- _Stated problem_
Could you copy every item below word for word, with the pictures left out?
* Start Data supplied *
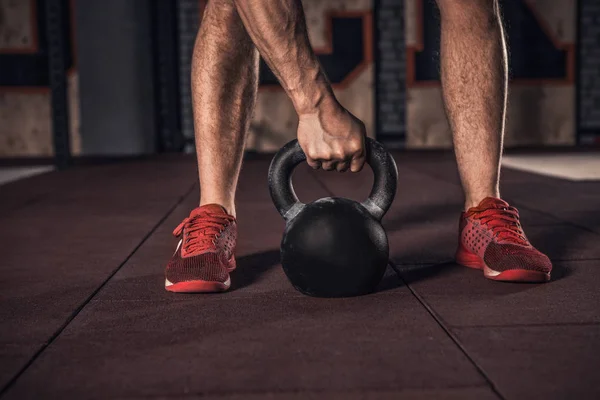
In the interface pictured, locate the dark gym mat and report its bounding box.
[2,289,484,398]
[456,325,600,399]
[94,161,326,301]
[3,159,490,398]
[399,261,600,326]
[0,162,195,385]
[120,386,499,400]
[502,178,600,215]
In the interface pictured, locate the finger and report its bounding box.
[306,158,321,169]
[336,161,350,172]
[322,161,337,171]
[350,156,365,172]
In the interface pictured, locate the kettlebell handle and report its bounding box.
[269,137,398,221]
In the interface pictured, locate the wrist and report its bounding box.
[291,74,339,117]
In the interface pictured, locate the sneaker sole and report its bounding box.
[165,276,231,293]
[456,248,550,283]
[165,256,237,293]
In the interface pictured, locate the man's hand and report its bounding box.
[298,101,366,172]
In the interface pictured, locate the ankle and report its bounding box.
[464,190,500,211]
[200,198,236,217]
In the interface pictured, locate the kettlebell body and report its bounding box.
[281,197,389,297]
[269,138,398,297]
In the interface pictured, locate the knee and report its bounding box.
[436,0,498,20]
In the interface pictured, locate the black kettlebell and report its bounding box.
[269,138,398,297]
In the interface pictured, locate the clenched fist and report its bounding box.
[298,102,366,172]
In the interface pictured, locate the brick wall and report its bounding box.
[578,0,600,143]
[375,0,406,145]
[177,0,200,152]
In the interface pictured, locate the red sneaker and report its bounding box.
[165,204,237,293]
[456,197,552,282]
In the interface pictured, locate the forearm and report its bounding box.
[235,0,337,115]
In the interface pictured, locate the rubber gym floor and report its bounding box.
[0,152,600,399]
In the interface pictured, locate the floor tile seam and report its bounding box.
[390,261,504,399]
[0,182,196,397]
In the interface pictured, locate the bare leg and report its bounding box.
[192,0,259,216]
[437,0,508,209]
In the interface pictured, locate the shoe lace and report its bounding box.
[470,206,529,246]
[173,213,234,254]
* End Data supplied *
- _Completed task_
In the interface pictured, locate the dark gym mat and report its bounding box.
[2,289,484,398]
[456,325,600,399]
[94,161,326,301]
[3,159,490,398]
[399,261,600,326]
[0,162,195,385]
[120,386,499,400]
[502,178,600,215]
In the interface pictured, locate the finger and report its bounding box.
[306,158,321,169]
[336,161,350,172]
[322,161,337,171]
[350,156,365,172]
In the interface pictured, locate the kettlebell handle and report its bounding box.
[269,137,398,221]
In the interface pictured, locate the wrist and report its bounding box.
[291,74,339,117]
In the interface pictured, locate the sneaker sole and report its bounding box.
[165,276,231,293]
[456,248,550,283]
[165,256,237,293]
In the interface pictured, locate the man's hand and report its bounding box.
[298,101,366,172]
In the interface pictured, locate the ankle and report its bounding box.
[464,190,500,211]
[200,198,236,217]
In the interface pictured, locate the kettlebell body and report its bounding box.
[281,197,389,297]
[269,138,398,297]
In the interface pictured, locate the knee and report its bounding box.
[436,0,498,20]
In the interface pictured, locate the black kettlebell and report its bounding box.
[269,138,398,297]
In the interface pictured, locate the clenched fist and report its bounding box.
[298,102,366,172]
In the interface pictured, locate the brick wall and report its bounding box.
[578,0,600,143]
[375,0,406,145]
[177,0,200,152]
In the interface pictured, locate the red sneaker and report its bounding box.
[165,204,237,293]
[456,197,552,282]
In the interface pictured, locate the forearm and report its bounding box.
[235,0,337,115]
In the interface pictured, locate the rubber gym floor and report its bounding box.
[0,152,600,399]
In the interface pictured, locate the floor tile seam and report its bounding box.
[390,261,504,399]
[0,182,196,397]
In the interface pictured, locate the bare leg and report its bounding box.
[192,0,259,216]
[437,0,508,209]
In the interface pictured, locate the shoe lace and report its bounding box.
[470,206,529,246]
[173,213,234,254]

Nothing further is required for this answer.